What to work on: Look at every line of the material and count the ones holding the word "driftwood". The answer is the number only.

Record set:

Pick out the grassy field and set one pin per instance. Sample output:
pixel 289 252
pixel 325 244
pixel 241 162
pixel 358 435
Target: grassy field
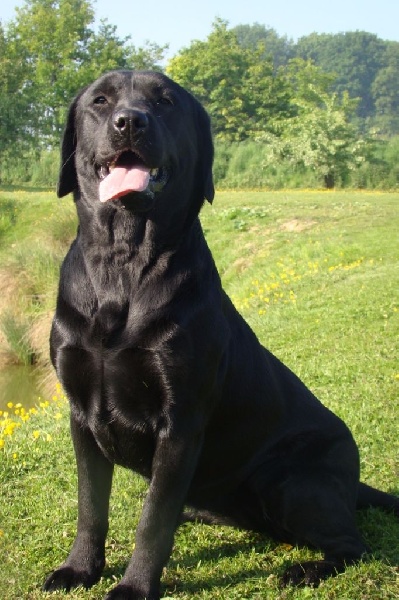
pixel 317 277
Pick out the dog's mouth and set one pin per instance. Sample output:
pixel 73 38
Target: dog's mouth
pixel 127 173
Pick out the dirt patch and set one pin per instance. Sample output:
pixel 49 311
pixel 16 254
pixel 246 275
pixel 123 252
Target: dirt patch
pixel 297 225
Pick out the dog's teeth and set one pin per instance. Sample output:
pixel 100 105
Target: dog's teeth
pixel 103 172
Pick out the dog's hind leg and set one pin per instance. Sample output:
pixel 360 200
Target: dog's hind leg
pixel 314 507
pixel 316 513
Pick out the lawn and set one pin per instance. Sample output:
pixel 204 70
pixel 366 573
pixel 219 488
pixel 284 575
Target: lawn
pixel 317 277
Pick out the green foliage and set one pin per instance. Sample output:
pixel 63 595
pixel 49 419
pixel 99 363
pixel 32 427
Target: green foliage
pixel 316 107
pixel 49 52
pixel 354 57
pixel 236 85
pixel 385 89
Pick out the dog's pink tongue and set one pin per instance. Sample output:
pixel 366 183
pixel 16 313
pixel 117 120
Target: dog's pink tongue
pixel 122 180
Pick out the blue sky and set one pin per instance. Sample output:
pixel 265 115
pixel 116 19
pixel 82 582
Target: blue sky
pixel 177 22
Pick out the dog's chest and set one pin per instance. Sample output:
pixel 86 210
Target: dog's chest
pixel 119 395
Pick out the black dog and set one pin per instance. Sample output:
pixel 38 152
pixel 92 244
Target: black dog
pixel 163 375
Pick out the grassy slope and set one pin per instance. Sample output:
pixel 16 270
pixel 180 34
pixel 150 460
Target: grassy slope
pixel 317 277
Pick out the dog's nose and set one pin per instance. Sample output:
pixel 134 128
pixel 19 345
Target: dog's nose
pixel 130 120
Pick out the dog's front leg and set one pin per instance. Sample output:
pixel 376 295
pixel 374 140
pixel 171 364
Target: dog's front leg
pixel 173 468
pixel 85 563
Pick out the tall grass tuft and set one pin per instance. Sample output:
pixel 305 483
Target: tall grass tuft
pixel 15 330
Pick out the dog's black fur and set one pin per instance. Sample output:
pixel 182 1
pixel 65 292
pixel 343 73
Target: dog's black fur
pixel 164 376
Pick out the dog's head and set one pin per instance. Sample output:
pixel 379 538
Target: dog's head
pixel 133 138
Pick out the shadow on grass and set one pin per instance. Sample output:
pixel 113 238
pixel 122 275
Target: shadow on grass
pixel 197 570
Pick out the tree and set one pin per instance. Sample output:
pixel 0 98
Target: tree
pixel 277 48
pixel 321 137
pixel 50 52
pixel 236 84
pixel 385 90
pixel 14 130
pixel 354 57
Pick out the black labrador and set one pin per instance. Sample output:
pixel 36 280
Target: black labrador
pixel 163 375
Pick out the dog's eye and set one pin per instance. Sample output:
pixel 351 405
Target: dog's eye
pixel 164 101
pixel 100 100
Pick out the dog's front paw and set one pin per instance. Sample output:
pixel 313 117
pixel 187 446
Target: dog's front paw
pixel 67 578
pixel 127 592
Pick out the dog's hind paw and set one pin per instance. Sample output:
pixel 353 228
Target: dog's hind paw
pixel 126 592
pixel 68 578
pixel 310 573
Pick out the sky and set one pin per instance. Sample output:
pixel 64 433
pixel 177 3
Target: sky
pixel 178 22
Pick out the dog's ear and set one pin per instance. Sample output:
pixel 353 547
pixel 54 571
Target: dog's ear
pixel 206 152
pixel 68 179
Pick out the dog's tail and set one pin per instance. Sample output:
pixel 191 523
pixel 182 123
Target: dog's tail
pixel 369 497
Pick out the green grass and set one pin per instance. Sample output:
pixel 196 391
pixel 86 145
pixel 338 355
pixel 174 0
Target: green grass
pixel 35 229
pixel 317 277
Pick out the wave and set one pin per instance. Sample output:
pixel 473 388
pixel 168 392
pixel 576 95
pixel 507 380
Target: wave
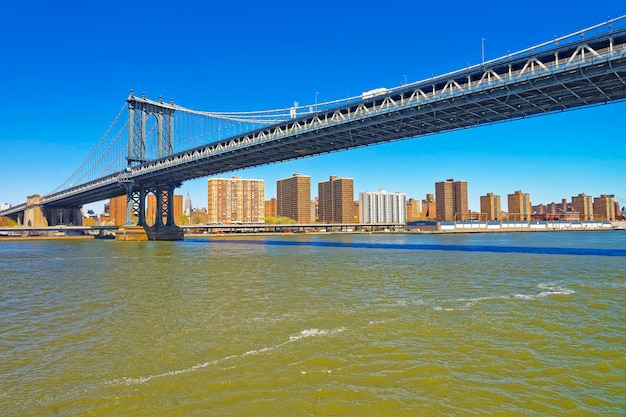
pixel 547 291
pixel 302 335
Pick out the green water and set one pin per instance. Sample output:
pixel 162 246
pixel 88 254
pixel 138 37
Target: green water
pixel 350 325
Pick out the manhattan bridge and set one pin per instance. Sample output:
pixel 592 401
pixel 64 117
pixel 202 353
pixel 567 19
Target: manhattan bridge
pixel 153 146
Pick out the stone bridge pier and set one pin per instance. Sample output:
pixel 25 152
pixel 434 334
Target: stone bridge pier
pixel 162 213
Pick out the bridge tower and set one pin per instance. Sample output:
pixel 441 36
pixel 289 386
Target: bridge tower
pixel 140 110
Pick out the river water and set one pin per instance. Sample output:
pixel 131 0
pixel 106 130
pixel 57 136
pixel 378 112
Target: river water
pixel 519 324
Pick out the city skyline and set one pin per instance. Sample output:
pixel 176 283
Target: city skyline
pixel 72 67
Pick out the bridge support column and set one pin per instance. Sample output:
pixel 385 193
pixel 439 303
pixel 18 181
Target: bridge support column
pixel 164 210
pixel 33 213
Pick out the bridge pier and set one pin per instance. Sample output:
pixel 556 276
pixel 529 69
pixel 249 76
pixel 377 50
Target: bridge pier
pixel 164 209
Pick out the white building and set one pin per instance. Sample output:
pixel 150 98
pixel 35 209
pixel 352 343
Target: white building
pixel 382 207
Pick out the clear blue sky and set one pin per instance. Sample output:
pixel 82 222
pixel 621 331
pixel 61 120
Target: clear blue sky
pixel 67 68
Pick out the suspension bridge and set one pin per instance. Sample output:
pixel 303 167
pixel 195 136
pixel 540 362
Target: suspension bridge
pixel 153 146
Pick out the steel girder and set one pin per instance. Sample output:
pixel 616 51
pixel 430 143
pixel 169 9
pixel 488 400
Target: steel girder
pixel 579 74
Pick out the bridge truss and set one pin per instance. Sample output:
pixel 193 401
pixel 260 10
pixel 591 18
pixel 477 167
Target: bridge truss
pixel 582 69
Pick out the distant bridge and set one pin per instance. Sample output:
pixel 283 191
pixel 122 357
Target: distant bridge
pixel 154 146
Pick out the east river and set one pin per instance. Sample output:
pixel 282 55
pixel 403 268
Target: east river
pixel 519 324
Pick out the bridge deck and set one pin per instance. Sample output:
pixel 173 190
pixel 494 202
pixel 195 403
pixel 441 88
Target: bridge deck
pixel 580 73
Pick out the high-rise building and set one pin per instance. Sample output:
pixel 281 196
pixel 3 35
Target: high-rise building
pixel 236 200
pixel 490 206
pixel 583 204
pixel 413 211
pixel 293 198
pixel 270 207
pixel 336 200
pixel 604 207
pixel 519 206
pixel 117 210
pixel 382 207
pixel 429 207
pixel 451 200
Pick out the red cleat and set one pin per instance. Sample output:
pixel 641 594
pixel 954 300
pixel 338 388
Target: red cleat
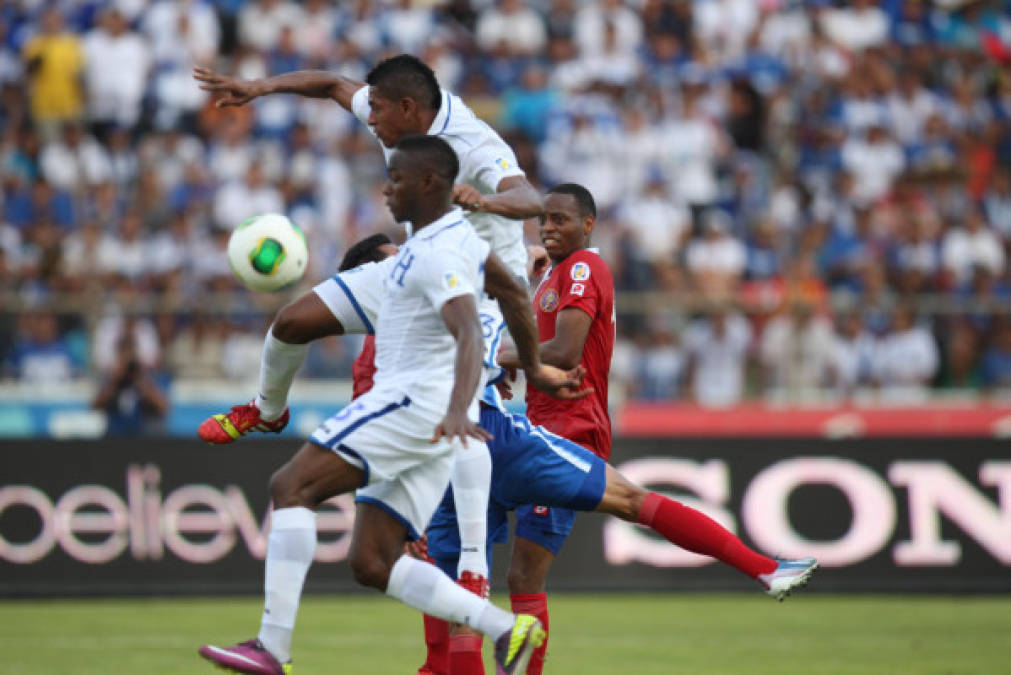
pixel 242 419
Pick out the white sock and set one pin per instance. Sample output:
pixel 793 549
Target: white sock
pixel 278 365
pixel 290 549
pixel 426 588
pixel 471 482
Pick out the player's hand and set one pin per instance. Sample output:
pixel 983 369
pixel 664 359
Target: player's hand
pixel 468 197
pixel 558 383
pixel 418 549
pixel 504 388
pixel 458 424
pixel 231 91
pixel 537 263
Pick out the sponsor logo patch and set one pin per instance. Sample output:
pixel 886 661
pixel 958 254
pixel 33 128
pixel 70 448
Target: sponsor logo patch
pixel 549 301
==
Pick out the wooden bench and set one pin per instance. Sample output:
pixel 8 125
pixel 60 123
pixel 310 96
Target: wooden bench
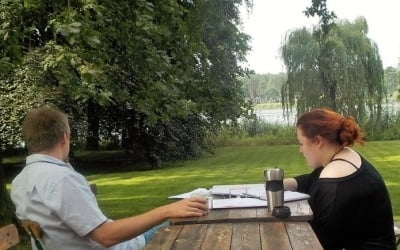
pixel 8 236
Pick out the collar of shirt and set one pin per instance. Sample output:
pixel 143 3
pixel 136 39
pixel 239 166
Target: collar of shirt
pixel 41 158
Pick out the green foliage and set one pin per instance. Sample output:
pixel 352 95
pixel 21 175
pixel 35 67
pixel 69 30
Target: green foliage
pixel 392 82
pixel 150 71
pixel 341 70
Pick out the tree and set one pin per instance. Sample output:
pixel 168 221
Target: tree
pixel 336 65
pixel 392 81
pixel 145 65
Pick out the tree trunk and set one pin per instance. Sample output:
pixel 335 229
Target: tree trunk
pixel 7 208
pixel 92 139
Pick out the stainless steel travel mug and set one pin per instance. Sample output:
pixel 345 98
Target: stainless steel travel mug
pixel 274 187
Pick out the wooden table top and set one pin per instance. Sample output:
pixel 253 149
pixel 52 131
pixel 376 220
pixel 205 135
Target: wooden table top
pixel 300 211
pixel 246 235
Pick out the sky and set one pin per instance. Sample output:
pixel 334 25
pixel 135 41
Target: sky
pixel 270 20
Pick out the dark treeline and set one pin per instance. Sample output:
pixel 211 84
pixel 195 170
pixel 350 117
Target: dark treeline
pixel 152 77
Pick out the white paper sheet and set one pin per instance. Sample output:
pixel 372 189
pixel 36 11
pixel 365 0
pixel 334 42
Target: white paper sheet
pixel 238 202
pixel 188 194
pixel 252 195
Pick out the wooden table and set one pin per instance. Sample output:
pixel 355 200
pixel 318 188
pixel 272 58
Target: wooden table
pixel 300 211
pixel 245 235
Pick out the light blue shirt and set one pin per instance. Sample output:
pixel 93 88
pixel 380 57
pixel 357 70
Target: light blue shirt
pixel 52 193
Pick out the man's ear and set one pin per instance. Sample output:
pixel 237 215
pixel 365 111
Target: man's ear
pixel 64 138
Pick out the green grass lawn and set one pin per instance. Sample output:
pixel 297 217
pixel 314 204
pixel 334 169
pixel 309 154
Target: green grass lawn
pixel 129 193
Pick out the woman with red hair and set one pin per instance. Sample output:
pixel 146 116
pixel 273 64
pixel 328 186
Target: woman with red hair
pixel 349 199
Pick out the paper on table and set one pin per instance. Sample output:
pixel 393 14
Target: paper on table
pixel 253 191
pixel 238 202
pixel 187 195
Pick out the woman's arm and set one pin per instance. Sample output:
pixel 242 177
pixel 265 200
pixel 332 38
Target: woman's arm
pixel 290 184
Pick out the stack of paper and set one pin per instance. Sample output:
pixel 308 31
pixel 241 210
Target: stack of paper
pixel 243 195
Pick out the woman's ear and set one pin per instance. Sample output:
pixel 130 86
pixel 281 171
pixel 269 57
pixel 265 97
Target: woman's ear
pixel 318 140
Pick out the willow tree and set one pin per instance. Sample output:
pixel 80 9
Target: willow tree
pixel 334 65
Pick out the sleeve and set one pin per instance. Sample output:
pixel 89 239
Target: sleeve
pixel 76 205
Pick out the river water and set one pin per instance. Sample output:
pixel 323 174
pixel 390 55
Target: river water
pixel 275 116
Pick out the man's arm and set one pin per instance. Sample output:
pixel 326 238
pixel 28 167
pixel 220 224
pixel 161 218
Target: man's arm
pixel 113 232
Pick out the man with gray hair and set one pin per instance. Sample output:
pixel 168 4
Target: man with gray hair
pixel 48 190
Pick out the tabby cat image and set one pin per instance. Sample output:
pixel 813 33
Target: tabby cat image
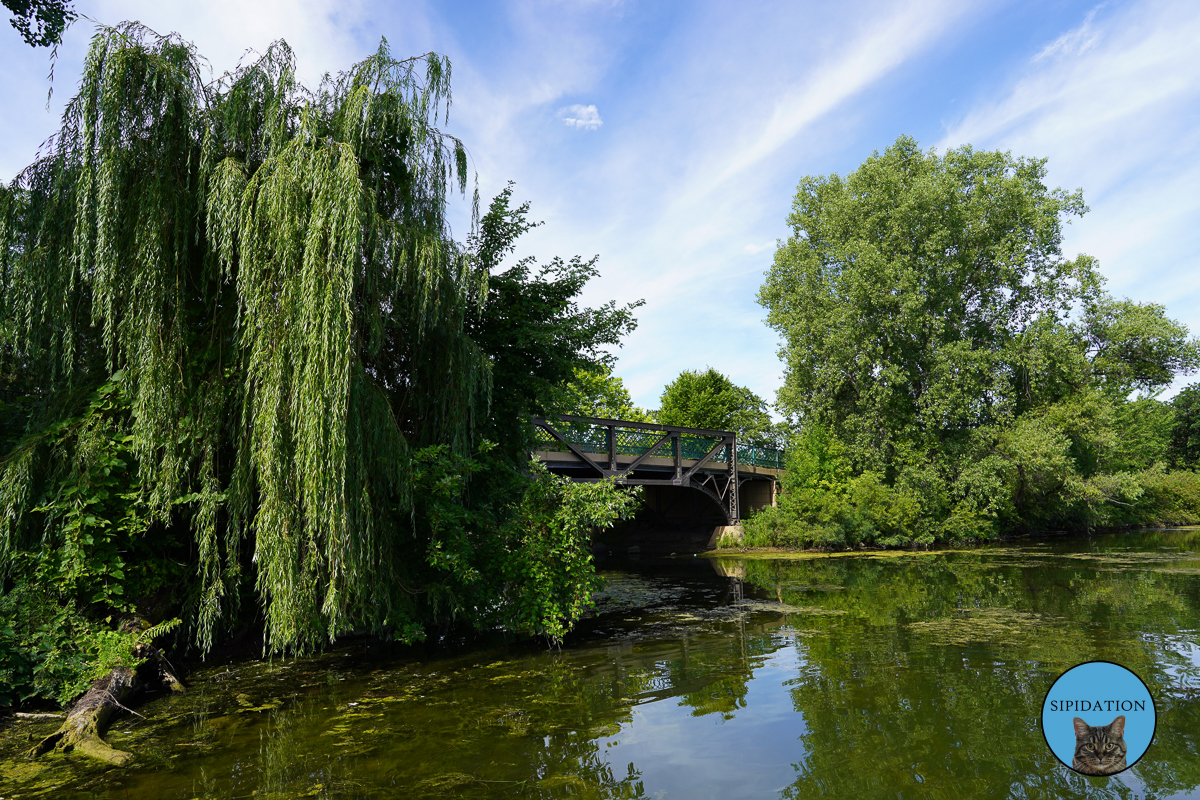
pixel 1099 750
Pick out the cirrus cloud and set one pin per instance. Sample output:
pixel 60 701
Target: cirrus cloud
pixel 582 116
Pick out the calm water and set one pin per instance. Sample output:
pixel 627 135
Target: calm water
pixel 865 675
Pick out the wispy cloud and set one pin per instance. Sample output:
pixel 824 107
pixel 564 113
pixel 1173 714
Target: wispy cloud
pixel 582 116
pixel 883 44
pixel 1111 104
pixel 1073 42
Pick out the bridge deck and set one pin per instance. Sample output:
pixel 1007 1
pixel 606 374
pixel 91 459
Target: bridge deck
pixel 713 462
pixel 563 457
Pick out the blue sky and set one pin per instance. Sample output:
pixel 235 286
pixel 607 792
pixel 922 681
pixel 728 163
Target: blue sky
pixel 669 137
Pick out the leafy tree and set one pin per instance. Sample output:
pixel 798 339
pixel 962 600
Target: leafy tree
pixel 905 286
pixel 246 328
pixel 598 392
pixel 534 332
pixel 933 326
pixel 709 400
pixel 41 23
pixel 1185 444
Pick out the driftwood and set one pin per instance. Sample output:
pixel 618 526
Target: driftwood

Answer below: 2